- **EXERCISE GOAL**
Everything from the line holding "the white aircraft" through the last line below is needed; please reproduce those lines exactly, adding nothing.

- **DATA RECORDS**
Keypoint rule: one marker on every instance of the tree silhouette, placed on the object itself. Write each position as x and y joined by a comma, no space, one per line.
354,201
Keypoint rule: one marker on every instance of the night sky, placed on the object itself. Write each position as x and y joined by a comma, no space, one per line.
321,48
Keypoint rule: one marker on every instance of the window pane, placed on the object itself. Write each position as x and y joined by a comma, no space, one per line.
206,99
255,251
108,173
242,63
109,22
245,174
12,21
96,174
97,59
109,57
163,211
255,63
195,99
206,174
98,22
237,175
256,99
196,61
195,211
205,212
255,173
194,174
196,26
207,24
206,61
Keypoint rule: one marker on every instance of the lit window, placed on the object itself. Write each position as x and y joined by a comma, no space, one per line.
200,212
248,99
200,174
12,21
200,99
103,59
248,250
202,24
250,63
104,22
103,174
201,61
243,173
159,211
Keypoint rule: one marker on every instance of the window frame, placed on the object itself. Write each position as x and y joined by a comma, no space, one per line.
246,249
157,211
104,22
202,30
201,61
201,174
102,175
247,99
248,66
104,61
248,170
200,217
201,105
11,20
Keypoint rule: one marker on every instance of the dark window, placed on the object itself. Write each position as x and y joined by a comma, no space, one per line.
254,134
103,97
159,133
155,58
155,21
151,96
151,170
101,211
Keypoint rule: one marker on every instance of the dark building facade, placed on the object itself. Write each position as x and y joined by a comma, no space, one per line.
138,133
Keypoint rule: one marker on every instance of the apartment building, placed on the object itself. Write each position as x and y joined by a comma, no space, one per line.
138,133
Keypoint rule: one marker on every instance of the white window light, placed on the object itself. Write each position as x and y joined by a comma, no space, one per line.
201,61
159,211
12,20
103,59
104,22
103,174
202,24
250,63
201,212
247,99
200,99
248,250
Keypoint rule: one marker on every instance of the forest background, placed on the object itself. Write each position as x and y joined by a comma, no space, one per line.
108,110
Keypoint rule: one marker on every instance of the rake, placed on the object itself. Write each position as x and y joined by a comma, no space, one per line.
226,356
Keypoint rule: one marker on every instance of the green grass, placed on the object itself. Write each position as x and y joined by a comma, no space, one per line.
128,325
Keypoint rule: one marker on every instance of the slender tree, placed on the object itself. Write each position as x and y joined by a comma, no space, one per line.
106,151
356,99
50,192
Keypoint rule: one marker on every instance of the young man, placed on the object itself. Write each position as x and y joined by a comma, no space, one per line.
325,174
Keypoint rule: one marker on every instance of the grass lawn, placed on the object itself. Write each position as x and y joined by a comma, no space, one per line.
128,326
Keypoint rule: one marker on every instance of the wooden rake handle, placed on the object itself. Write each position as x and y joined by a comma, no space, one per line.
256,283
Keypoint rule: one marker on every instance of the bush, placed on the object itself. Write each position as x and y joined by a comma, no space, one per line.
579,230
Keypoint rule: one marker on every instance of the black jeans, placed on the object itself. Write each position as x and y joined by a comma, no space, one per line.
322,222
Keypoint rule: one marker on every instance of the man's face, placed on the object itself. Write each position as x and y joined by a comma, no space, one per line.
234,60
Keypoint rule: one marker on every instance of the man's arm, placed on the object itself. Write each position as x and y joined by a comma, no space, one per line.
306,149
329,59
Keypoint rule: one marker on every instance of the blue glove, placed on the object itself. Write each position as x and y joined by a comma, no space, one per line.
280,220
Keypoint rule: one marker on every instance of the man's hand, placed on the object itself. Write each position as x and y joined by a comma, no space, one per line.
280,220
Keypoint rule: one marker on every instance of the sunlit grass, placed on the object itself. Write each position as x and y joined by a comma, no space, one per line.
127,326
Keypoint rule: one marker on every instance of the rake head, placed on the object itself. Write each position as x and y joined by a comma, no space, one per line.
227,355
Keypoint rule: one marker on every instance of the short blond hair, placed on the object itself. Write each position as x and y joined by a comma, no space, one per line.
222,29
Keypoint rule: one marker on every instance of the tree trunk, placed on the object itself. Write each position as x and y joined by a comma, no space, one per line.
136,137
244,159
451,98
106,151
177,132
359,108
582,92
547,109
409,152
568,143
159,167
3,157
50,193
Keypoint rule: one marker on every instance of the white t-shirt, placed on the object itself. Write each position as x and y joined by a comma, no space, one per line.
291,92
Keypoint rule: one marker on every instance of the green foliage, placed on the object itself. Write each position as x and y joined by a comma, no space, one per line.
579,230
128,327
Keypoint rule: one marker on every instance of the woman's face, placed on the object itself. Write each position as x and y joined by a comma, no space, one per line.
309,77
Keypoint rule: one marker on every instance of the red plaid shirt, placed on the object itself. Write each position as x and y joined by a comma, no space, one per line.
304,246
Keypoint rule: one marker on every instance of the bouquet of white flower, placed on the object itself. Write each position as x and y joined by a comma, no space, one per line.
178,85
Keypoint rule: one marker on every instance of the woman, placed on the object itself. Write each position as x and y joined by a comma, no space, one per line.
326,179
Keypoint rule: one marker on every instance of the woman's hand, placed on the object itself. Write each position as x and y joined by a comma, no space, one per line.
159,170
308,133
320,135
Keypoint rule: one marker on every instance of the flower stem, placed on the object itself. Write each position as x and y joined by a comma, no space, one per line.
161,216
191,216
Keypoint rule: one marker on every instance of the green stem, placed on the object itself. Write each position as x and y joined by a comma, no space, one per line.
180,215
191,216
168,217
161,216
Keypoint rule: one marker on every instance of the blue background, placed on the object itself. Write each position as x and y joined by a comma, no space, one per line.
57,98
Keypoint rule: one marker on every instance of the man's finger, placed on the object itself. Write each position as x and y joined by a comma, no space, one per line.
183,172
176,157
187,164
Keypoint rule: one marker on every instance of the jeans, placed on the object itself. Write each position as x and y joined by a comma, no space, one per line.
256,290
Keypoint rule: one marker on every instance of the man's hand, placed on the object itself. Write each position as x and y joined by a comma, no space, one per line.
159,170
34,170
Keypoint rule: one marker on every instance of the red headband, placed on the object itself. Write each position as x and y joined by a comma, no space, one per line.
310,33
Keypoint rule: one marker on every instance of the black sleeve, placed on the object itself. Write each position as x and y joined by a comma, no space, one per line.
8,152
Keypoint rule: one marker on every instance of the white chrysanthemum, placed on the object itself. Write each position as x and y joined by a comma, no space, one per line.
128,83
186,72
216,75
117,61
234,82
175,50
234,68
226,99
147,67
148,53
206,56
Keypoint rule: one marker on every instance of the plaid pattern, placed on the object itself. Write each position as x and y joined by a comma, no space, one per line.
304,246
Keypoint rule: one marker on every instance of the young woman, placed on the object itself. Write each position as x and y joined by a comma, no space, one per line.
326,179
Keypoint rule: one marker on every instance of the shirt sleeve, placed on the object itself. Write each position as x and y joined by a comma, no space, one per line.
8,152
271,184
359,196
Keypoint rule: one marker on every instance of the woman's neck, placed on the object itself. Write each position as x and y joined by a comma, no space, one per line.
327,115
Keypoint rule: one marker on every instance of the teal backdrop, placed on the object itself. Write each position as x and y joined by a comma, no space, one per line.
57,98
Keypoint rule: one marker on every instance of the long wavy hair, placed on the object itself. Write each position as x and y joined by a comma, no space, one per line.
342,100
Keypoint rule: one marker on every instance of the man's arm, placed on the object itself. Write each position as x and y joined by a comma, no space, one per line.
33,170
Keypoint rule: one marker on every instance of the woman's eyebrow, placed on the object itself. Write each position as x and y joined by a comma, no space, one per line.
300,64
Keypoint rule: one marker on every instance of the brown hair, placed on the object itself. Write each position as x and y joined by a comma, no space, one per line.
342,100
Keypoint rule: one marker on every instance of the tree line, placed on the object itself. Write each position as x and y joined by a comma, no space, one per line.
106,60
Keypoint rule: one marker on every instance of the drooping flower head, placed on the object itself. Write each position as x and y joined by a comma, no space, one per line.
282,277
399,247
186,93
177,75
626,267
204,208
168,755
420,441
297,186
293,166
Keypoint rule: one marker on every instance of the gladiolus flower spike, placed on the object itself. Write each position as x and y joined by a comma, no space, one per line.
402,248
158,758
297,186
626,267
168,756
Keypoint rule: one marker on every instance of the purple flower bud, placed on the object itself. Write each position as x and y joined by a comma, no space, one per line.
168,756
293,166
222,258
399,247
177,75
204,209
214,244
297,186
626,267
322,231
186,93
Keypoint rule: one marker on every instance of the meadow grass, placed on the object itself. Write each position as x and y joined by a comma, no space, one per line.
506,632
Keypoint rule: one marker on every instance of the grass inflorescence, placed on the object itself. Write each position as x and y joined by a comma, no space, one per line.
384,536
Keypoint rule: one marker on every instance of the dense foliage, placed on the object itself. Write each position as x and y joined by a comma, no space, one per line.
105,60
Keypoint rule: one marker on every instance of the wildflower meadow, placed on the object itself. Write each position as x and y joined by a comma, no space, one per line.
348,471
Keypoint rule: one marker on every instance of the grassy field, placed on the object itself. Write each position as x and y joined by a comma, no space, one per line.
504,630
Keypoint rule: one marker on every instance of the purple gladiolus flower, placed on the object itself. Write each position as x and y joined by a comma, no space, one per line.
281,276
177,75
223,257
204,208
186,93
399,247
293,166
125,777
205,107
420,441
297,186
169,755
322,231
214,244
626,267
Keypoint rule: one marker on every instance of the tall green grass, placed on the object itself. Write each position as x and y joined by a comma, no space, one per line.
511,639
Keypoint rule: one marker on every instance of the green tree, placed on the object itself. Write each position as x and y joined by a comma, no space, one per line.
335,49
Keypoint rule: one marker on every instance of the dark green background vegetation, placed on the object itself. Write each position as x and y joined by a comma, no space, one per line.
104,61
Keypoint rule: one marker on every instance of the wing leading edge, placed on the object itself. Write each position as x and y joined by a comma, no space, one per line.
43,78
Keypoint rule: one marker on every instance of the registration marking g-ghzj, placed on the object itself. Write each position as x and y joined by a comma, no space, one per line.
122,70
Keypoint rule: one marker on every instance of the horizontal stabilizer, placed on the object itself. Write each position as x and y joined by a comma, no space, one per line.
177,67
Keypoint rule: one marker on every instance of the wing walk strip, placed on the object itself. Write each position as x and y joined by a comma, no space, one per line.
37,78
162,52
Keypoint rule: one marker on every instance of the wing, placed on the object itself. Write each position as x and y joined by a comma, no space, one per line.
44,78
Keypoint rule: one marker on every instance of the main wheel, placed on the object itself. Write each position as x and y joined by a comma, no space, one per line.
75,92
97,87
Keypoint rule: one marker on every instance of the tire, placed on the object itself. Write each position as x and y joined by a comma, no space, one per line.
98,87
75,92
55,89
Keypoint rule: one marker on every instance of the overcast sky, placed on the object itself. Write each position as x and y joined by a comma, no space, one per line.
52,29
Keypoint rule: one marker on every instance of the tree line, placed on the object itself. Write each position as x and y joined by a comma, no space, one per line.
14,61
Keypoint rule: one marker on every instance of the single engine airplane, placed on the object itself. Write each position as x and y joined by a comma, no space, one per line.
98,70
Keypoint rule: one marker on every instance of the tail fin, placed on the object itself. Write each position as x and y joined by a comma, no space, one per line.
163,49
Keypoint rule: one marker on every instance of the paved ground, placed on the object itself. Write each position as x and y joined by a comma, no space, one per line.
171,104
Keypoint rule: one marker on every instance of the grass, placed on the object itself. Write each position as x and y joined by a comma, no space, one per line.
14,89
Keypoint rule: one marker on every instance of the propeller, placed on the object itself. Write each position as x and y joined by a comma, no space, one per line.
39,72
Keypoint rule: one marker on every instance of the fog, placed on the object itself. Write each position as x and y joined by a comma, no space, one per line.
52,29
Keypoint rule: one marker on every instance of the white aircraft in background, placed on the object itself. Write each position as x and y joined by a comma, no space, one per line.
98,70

- **YOUR RESPONSE**
Keypoint rule: one marker on every instance of the white aircraft in background, placed on the object itself. Write each position as x and y joined by a comma, no space, one per line.
98,70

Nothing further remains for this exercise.